EXERCISE DATA:
******

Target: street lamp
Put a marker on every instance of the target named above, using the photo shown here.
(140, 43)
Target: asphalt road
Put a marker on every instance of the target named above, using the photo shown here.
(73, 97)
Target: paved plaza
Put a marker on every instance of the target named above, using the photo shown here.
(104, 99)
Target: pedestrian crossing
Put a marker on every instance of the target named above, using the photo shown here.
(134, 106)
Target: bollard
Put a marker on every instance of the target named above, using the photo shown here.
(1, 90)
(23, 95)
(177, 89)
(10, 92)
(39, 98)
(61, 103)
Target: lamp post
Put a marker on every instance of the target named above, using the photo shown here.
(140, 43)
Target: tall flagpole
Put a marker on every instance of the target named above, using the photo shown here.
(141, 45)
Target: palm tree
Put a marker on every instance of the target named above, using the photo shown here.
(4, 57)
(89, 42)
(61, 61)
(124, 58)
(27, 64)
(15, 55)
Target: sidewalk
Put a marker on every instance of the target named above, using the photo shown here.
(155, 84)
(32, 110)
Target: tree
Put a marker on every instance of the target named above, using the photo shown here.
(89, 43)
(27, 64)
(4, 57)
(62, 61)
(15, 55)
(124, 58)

******

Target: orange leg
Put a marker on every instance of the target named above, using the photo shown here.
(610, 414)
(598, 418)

******

WHAT TO WORK ON: Within the material above, the line with "Target: street lamp" opens the range and the line with "Target: tree" closes it; reproduce that range word for word.

THE ANSWER:
Target: street lamp
Put a marker on every instance of the target named above, using the photo shown here.
(140, 43)
Target: asphalt road
Put a marker on every instance of the target named above, using the photo shown here.
(73, 97)
Target: paved plaza
Put a marker on every instance of the target named above, using the photo shown here.
(104, 99)
Target: pedestrian crossing
Put a marker on every instance of the target named above, using the photo shown here.
(134, 106)
Target: bollard
Put a marker on every instance of the target named above, using the photo shown here.
(1, 90)
(23, 95)
(177, 89)
(10, 92)
(39, 98)
(61, 103)
Target: lamp post
Put a marker on every instance of the target named above, using the photo shown here.
(140, 43)
Target: tall flagpole
Put a marker on every instance of the target named above, using the photo shown here.
(141, 45)
Target: palm tree
Put a marker on every instance of the target named above, using the photo shown here.
(4, 57)
(89, 42)
(61, 61)
(124, 58)
(27, 64)
(15, 55)
Target: sidewalk
Put a marker on every instance of the target named above, using the photo shown here.
(155, 84)
(32, 110)
Target: tree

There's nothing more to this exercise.